TEXT SHOWN:
>> start

Re: Parsing Timeline Suggestions

Jeffrey Kegler Mon, 01 Apr 2019 07:04:56 -0700

@Nicholas: I've posted the 2nd part of my reply to my blog: "Sherlock
Holmes and the Case of the Missing Parsing Solution"
<http://jeffreykegler.github.io/Ocean-of-Awareness-blog/individual/2019/03/methodology.html>
.


Many of your questions involved the timeline's methodology and I felt I had
to clarify myself on that issue first.  Hopefully this post does that.

I still owe you answers to some of the specific questions.



On Wed, Feb 27, 2019 at 5:12 PM <[email protected]> wrote:

> Thanks for your answer!
>
> I do mostly agree, PEG is not a cure-all. But to make my opinion clear
> (and I do
> like to think it's an informed opinion rooted in experience) neither is it
> significantly worse in usability than CFGs.
>
> I must admit I missed that note in the footnotes. It doesn't do much for
> me in
> terms of nuance, honestly. It's in a reference after a phrase that reads
> "PEG,
> in safe use, would essentially be LL(1)". If that's the part of saying
> that "PEG
> has safe uses" then it isn't nuance, but rather a judgement that says that
> PEG
> is either dangerous or crippled (as LL(1) is).
>
> It all comes back to this idea that PEG is "dangerous". I'm open to
> discussing
> that — what I currently think is that it really means that it is
> **unintuitive**
> to some people (as I do explain in my answer to Leszek above).
>
> One of the (multiple) things that make me believe this is precisely this
> reference you cited in support of "PEG, in safe use, would essentially be
> LL(1)". I think this is a gross misrepresentation of the claims of the
> paper.
> I'd stake 99% confidence that if you'd ask the authors if the paper says or
> shows that, they'd reply with an emphatic "no".

>> end

Saved data entries:
>> start

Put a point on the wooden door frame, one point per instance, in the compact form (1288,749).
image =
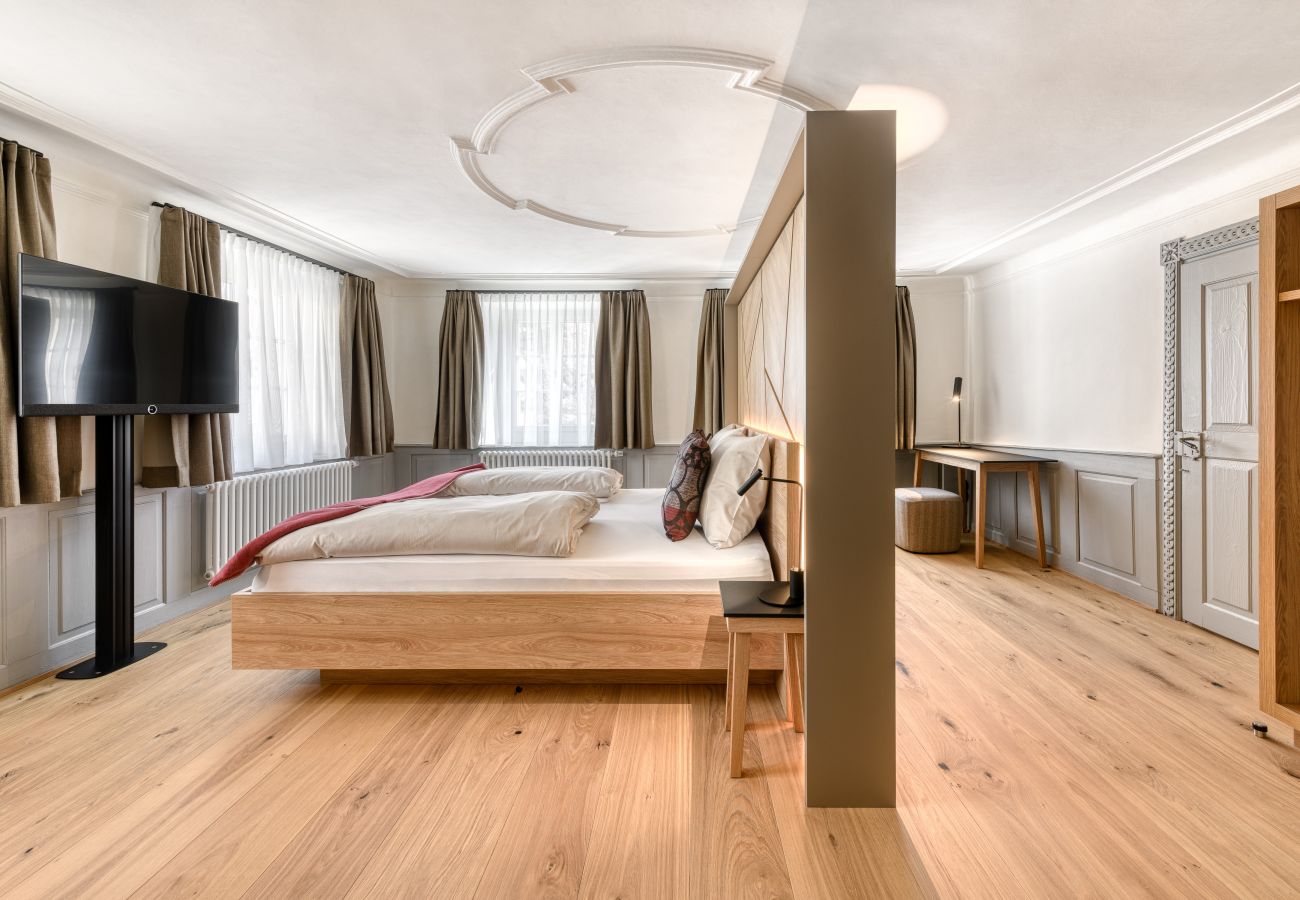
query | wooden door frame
(1173,254)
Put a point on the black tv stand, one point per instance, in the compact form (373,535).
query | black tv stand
(115,553)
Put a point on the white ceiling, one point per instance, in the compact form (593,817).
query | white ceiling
(337,116)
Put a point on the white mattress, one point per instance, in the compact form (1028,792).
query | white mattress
(623,549)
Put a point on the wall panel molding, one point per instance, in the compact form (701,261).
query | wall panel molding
(1100,515)
(4,596)
(47,570)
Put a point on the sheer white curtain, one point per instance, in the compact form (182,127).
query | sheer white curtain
(538,368)
(290,384)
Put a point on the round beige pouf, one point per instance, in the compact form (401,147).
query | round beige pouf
(928,519)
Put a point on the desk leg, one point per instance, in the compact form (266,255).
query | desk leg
(740,695)
(1038,514)
(731,675)
(794,678)
(961,492)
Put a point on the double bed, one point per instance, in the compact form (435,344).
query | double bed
(628,605)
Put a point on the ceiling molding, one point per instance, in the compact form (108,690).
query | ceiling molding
(280,223)
(1275,105)
(748,73)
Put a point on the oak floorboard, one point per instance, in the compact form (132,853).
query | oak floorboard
(640,844)
(542,847)
(1119,730)
(55,792)
(1053,740)
(332,849)
(228,856)
(442,842)
(735,844)
(831,853)
(169,816)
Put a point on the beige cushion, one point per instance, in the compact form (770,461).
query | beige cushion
(726,516)
(928,519)
(536,524)
(602,483)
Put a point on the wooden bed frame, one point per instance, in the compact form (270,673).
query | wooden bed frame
(482,637)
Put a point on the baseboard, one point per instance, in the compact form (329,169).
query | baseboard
(538,676)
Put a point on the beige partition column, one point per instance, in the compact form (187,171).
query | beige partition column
(849,195)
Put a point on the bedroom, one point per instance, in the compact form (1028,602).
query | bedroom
(397,198)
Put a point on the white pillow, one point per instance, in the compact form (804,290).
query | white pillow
(726,516)
(720,435)
(601,483)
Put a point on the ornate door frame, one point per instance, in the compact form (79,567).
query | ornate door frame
(1173,254)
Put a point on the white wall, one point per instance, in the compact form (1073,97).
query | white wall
(102,212)
(1066,341)
(411,314)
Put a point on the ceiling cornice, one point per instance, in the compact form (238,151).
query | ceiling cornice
(1260,113)
(280,223)
(748,73)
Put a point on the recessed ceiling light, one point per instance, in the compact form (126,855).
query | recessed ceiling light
(922,116)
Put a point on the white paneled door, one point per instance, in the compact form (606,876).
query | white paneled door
(1218,444)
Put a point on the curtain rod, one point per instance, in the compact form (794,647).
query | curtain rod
(542,290)
(264,242)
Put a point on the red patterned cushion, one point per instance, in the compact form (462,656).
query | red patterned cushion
(681,500)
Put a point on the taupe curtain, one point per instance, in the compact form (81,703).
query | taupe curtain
(182,450)
(460,373)
(710,363)
(905,373)
(623,399)
(40,459)
(367,405)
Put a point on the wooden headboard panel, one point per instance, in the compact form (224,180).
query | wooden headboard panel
(781,523)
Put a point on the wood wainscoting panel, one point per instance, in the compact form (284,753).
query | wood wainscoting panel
(1106,532)
(1100,514)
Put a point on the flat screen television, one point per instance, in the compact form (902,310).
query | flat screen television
(98,344)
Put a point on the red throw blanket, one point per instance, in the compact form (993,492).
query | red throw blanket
(239,563)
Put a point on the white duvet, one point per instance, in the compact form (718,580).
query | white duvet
(538,524)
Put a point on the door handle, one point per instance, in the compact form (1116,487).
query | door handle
(1188,444)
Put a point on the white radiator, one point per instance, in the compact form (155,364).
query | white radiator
(550,457)
(248,505)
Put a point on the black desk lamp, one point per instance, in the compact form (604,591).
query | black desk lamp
(957,399)
(780,595)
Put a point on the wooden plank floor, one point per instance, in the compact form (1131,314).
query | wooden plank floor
(1058,740)
(178,777)
(1053,740)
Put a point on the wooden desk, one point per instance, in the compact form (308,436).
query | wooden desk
(982,462)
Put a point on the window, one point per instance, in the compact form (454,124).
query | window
(538,368)
(290,383)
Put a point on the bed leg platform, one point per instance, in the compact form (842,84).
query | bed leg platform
(481,637)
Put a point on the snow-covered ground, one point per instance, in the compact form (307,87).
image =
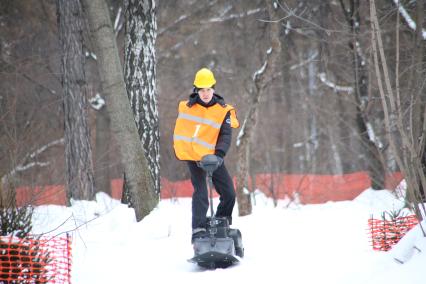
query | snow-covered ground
(290,243)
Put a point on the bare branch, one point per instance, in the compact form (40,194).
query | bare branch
(336,88)
(410,22)
(27,163)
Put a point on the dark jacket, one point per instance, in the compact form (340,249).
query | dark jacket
(225,134)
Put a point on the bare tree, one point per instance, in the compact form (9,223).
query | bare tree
(261,79)
(409,155)
(78,152)
(140,78)
(372,147)
(122,122)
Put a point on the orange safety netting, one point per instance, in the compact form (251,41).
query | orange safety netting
(35,260)
(386,233)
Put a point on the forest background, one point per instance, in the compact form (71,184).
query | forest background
(321,112)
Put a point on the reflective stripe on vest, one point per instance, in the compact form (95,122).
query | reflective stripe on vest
(197,129)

>> end

TASK TO CARRY OUT: Output the part of the parsing thread starting with "On Wed, Feb" and going on through "usability than CFGs.", reproducing it word for word.

FINAL ANSWER:
On Wed, Feb 27, 2019 at 5:12 PM <[email protected]> wrote:

> Thanks for your answer!
>
> I do mostly agree, PEG is not a cure-all. But to make my opinion clear
> (and I do
> like to think it's an informed opinion rooted in experience) neither is it
> significantly worse in usability than CFGs.